Assyrians Wanted the Land of Zion and What Happened to Them


Nadene Goldfoot                                      

Isaiah said that a Jew can only know himself through his Judaism and his past.  He felt that the great majority of Jews are ignorant of the ideals of their faith, their scripture , their Sacred  Language and the story of Israel.  "My people doth not consider.  But Israel doth not know!"   Here is some of our ancient history. 
                                                    

The Assyrians coveted the land of Zion and finally took it. In these ancient days the way an empire financed themselves was to take over other countries.  They didn't need the land for their population to expand and live in.  They just wanted what it possessed.  The people in these lands were seen as potential slaves.  Who didn't need help in cooking and cleaning and tilling the ground?   "Tiglath-Pileser III (745-727 BC) initiated a renewed period of Assyrian expansion; Urartu, Persia, Media, Mannea, Babylonia, Arabia, Phoenicia, Israel, Judah, Samaria,  Nabatea, Chaldea and the Neo-Hittites were subjugated, Tiglath-Pileser III was declared king in Babylon and the Assyrian empire was now stretched from the Caucasus Mountains to Arabia and from the Caspian Sea to Cyprus." Wikipedia  This is when many of the 10 tribes of Israel were taken away. 

The Assyrians were a Semitic Akkadian Kingdom in existence from the middle 23rd Century BCE to 608 BCE.  It was on the Upper Tigris River in Northern Mesopotamia, which would have been the area Iraq is in today.  It is no longer in existence, but its people can be found as the Christians in Iraq, NE Syria, SE Turkey, and NW Iran.  It was an earlier home to a Neanderthal culture.  This is thought because of remnants of Neanderthals were found in the Shanidar Cave.  Usually we have been told that Neanderthals were only found in Europe. 
                                                    

Once there were two Jewish kingdoms; the Northern kingdom of Israel and the Southern kingdom of  Judah.  They had been one nation, but were divided in 933 after the death of King Solomon, King David's son.

 Israel fell first in about 740 BCE and Judah was left. Judah was a poor and less important state compared to Israel.   Israel's people were deported.  This deportation method was practiced by many cultures upon taking a land.  Isaiah tells about the fall in 721 BCE. Isaiah, a major prophet,  was the son of Amoz and  lived from 740 to 701 BCE.    The wild Assyrian soldiers had ruined the land.   27,290 people were deported from the capital city, Samaria. Samaria had been a city of great strength and beauty situated on a hill overlooking a rich valley. It had become the capital of Israel by King Omri who reigned anywhere from 888-876 BCE to 880-869 BCE.

_Supplied information_
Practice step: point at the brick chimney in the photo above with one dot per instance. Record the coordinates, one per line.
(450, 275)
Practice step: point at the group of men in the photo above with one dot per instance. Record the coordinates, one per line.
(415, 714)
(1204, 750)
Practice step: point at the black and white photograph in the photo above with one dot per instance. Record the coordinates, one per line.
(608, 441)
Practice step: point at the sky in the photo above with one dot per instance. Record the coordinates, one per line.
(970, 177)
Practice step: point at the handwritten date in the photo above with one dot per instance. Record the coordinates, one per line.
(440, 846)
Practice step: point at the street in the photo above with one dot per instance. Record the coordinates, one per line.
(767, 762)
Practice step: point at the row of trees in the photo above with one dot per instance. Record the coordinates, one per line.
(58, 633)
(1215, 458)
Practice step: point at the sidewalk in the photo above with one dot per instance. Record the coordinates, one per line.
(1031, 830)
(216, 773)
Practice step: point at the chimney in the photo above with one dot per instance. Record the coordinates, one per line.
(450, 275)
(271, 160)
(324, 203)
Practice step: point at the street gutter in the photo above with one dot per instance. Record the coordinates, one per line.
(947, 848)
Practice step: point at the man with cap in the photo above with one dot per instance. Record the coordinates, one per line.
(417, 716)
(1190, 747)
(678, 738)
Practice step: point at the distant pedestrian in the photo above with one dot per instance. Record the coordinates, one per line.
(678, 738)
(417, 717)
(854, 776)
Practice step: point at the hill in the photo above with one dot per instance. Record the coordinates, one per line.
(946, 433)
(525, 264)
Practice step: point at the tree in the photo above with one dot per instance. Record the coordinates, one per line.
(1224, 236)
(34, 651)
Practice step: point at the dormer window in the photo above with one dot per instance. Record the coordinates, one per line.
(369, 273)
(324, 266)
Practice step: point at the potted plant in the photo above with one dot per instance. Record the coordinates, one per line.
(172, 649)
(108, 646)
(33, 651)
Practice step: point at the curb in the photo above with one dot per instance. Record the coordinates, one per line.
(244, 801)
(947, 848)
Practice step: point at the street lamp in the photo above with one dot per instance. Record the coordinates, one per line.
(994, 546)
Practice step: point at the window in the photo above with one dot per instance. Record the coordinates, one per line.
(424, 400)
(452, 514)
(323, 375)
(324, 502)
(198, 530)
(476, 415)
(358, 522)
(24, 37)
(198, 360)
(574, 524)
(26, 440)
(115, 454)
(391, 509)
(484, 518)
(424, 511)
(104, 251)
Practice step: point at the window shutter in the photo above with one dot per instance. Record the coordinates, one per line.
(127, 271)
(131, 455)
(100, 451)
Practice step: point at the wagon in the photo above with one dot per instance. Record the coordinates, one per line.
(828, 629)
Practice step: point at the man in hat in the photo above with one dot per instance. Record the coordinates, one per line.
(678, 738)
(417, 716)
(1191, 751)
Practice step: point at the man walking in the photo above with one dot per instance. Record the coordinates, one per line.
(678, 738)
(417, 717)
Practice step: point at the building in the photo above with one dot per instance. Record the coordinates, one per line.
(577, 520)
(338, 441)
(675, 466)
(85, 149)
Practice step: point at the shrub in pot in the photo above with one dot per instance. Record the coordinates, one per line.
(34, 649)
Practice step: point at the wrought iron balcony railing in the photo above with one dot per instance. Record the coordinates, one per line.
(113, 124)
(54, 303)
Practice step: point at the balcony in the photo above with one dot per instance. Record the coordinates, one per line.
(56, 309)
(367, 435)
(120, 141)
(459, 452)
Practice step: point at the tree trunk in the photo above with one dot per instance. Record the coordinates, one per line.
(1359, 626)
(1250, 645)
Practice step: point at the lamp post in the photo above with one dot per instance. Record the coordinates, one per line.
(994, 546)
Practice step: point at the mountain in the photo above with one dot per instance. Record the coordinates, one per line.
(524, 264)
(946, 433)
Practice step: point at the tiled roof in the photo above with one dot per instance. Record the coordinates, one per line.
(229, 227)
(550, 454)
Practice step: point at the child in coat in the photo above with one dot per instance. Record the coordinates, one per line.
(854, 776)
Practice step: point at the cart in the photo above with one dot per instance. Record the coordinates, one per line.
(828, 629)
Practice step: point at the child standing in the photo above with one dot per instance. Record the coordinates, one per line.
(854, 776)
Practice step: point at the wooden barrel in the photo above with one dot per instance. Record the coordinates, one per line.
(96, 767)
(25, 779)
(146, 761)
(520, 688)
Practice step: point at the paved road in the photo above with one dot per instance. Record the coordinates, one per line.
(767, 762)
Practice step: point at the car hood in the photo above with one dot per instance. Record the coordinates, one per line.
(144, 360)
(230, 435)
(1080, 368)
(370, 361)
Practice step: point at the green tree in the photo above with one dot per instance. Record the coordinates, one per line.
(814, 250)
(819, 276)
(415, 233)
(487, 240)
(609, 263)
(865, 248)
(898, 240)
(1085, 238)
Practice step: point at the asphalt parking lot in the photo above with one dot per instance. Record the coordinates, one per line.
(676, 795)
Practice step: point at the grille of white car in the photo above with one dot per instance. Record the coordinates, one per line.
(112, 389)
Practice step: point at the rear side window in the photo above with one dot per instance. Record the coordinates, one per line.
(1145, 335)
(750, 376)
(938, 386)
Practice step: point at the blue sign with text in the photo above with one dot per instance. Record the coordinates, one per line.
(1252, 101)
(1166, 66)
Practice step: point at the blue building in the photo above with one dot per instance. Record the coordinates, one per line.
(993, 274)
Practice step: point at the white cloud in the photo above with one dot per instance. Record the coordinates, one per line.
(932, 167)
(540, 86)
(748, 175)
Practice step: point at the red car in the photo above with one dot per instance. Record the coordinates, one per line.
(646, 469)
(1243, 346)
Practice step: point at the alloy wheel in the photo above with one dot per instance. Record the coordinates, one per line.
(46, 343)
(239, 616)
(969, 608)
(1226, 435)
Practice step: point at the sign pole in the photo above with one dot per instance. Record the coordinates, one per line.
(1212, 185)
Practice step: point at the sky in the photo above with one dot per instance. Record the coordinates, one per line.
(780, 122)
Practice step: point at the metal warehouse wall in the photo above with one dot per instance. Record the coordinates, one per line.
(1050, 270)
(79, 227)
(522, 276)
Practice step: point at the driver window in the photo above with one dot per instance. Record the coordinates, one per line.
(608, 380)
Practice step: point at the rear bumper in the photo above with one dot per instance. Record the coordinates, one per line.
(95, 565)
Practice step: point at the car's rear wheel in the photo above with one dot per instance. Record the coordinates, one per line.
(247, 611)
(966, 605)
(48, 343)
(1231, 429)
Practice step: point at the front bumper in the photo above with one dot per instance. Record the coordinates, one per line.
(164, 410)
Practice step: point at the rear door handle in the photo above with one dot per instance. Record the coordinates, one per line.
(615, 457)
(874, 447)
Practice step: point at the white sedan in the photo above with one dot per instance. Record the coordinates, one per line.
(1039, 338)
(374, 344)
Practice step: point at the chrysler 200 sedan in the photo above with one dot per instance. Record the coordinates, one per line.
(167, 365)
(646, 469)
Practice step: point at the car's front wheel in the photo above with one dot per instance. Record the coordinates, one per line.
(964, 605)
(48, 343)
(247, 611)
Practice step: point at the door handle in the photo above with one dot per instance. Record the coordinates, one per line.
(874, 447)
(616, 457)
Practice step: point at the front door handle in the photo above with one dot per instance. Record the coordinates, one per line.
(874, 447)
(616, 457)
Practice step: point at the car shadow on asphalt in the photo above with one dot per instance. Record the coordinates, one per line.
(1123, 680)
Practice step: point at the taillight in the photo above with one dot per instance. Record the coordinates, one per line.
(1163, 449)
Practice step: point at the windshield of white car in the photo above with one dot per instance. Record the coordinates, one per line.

_Prompt 1_
According to the passage on the Assyrians and Zion, why is the Assyrian homeland thought to have once held a Neanderthal culture?
_Prompt 2_
Pick up the passage on the Assyrians and Zion after its last sentence and write what comes next.

_Written response 1_
Neanderthal remnants were found in the Shanidar Cave there.

_Written response 2_
Judah's  wall around Jerusalem had managed to keep out the Assyrian expansion in 701 BCE However, large numbers of captives were again taken and deported by the Babylonians in 597 BCE, 587 and 582, this time from Judah.  The Babylonian Nebuchadnezzar II (604-561 BCE) inherited the Assyrian Empire and after his conquest of Judah (597, 586), exiled many Jews to Babylon. 

Jerusalem was the capital, captured by King David in 1,000 BCE and the 1st Temple was built by Solomon there in 900 BCE.  It was destroyed by the King of Assyria in 700 BCE.  Then the 2nd Temple was built over it and was totally destroyed by the Babylonians in 586 BCE.  Today the Al-Aqsa Mosque sits over the site of the Temple.  All the Jews have left is the Western Wall.  The Assyrians had overrun Judah and took Jerusalem.These barbarian enemies claimed to have captured 46 cities of Judah.  The Jews later found good living in Chaldea and had homes and land as well as their own government by the Elders under the reign of Nebuchadnezzar.  Chaldea was a small territory in Southern Babylonia, which would now be Iraq. 

The leaders of Judah had done the unforgivable in seeking an alliance with Egypt in order to fight off the Assyrians.  Egypt did promise to help  them in rebelling against Assyria and Babylon but failed at the critical hour to redeem her promise.  This is when Jews of today remember this fiasco with the Fast of Gedalia.  Jeremiah wrote about this when he had advised not to seek out Egypt's help and his own people forcibly took him there where he died.  Jeremiah had been born in 650 BCE when Josiah was king of Judah. 

In 620 this prophet saw Nineveh, the capital of the new Assyrian empire fall.  It was built from 1100 BCE .  The Assyrian Empire fell in 606 BCE.  Josiah died in 605 BCE.  Then the Persian conquered Babylon and Cyrus the Great gave permission to the Jews to return to Judah and rebuild the Temple in  537 BCE.  40,000 were thought to return.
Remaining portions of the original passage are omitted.